# 本文
..........

芸術祭には都市型と郊外(地方)型があるが、今年で4回目の瀬戸内国際芸術祭は後者の代表格となりつつある。小さな島を船を乗り継いで行くという不便さにもかかわらず、2016年の第3回には107万人も訪れたという。海外からの参加者も多く、現在日本に押し寄せているインバウンド(中国人、台湾人)のほか、世界中から来ているそうだ。筆者が高松の居酒屋で居合わせたカップルはスウェーデンでからだった。瀬戸芸がうまいのは、直島にあるベネッセの美術館(地中美術館、ベネッセハウスミュージアム、李禹煥美術館)も訪れるようにセットされており(芸術祭とは当然別料金)、そこらも回ることによって、贅沢さ(ベネッセの宿泊施設は高級。施設界隈は自由に散策できる。)と非日常を満喫できるからだろう。非日常というのは、島に点在する作品にたどり着くのにバスや徒歩、レンタサイクルなどで結構広範囲に回らなければならず、およそ日帰りは無理で、ガイドブックにはほとんどすべての作品を楽しむには1週間くらい必要とあるからだ。そして毎回新しい作品が増えていて、回るところは多くなる。
筆者は小豆島と豊島、女木島、男木島、大島に渡ったが、小豆島は他に比べて圧倒的に広いので、三都半島界隈だけ回ったが、作品をめぐるシャトルバスを出してくれなかったら、回るのは大変であった。自転車でしかそばまで行けない場所にある作品もあって、資材を運ぶのこそ大変だったろうと、そちらに感動してしまう。今回初めて設置されたフリオ・ゴヤの「自然の目 大地から」は2本の大きなブナの木にツリーハウスを建てたもの。木の階段を上り下り、ブランコもあって楽しい。

..........

# データ行
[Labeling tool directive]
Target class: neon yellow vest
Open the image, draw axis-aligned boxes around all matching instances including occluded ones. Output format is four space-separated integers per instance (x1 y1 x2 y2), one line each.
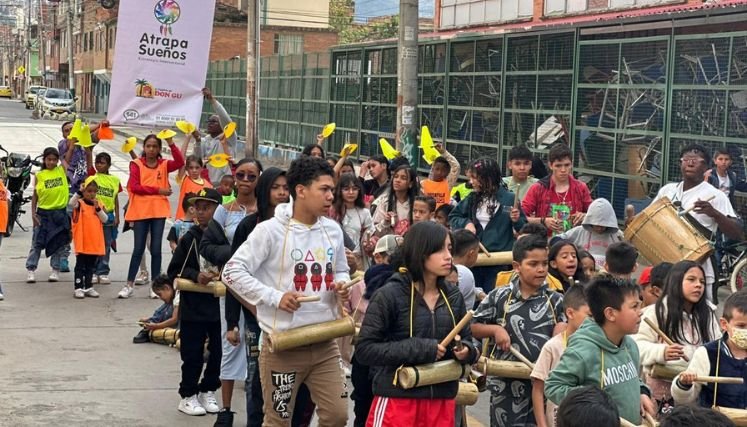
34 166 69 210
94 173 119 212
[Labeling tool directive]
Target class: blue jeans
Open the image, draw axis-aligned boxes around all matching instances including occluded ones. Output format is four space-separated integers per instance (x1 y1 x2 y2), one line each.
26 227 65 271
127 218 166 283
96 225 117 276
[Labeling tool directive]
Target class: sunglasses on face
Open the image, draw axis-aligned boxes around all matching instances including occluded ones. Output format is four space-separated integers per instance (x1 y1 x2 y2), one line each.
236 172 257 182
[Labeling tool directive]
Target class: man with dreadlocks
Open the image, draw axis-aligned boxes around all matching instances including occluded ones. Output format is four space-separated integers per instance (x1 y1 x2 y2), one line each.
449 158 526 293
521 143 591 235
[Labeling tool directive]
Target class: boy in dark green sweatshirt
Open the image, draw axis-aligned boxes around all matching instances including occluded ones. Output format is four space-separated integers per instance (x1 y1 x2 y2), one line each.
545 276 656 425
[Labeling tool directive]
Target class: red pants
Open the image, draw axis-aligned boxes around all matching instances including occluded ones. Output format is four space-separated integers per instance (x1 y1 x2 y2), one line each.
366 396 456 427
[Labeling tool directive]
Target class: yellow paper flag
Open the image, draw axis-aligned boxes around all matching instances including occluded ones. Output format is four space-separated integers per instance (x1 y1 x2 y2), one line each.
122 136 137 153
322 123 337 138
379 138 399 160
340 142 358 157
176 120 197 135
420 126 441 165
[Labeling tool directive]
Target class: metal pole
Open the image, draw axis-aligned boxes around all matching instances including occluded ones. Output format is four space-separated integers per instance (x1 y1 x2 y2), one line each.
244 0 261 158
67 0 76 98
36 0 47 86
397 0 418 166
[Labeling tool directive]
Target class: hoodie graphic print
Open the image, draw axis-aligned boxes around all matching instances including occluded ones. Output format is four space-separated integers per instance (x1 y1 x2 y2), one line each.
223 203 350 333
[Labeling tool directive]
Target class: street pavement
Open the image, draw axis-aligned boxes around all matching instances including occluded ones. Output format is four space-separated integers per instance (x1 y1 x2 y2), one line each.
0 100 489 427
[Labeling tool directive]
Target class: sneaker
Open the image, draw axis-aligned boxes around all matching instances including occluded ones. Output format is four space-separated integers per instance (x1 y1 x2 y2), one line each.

..........

# 課題の指示
A) リストの冒頭から「94 173 119 212」を含む行までの部分を、両端の行と指示文も含めてもう一度書き出し、解答の座標の数値すべてに72を足して位置を移動させてください。画像の行は解答から外してください。
B) 瀬戸内国際芸術祭についての文章を、示された最後の文の後から続けて書いてください。

# 課題ごとの解答
A)
[Labeling tool directive]
Target class: neon yellow vest
Open the image, draw axis-aligned boxes around all matching instances including occluded ones. Output format is four space-separated integers per instance (x1 y1 x2 y2), one line each.
106 238 141 282
166 245 191 284

B)
豊島は膨大な量の産業廃棄物の不法投棄の島として甚大な被害を被ったが、産廃の撤去作業と並行して瀬戸芸が開催され、今は産廃の島ではなくアートの島である。西沢立衛設計にかかる豊島美術館は超人気スポットで、まあるい天井から空が臨めるが、同時に床には消えては流れ、現れる不思議な泉。風と音と水を感じることのできる癒される空間として長く居たくなる(ここも有料)。今回は美術館は予約待ちで入らなかったが、ぜひオススメだ。その代わり、家浦と甲生(こう)、硯(すずり)、唐櫃の各地区は回ることができた。甲生にある塩田千春と田根剛の作品は、もともと塩田の代表作、窓を集めた立体作。先の台風で痛み、展示は今年が最後だという。屋外展示は自然環境の影響を受けやすく、そういった意味では「脆く」もあるが、そこがまた魅力なのかもしれない。唐櫃岡のはずれにあるクリスチャン・ボルタンスキーの「ささやきの森」がお目当てだったのだが、雨で入場中止とあり残念。唐櫃浜のボルタンスキー「心臓音のアーカイブ」は訪れることができた。硯の一棟貸しの宿「ウミトタ」は洗練と贅の極み。前方に海が広がり、宿の後方はその名の通り田んぼが広がる。こんなところで一度寛いでみたいが、宿泊だけで一泊5万円とか。へなへな。
女木島は別名鬼ヶ島で島の奥に大きな洞窟がある。島の奥には行かなかったが、小さな島ゆえ港付近は歩いて回れる。「島の中の小さなお店」プロジェクトが興味深かった。リョン・カータイは香港出身の写真家。女木島に暮らす人たちをなぜ女木島に住んでいるのかを問い、被写体とする。一度島を出たが戻って来た人、島の幼馴染、瀬戸芸で知り合った妻も夫も島出身ではないカップル。若いカップルには島で生まれたお子さんもいる。大竹伸朗の奇怪なオブジェを展示する女木島小学校は休校中。子どもが通うになり、学校が再開される日は来るだろうか。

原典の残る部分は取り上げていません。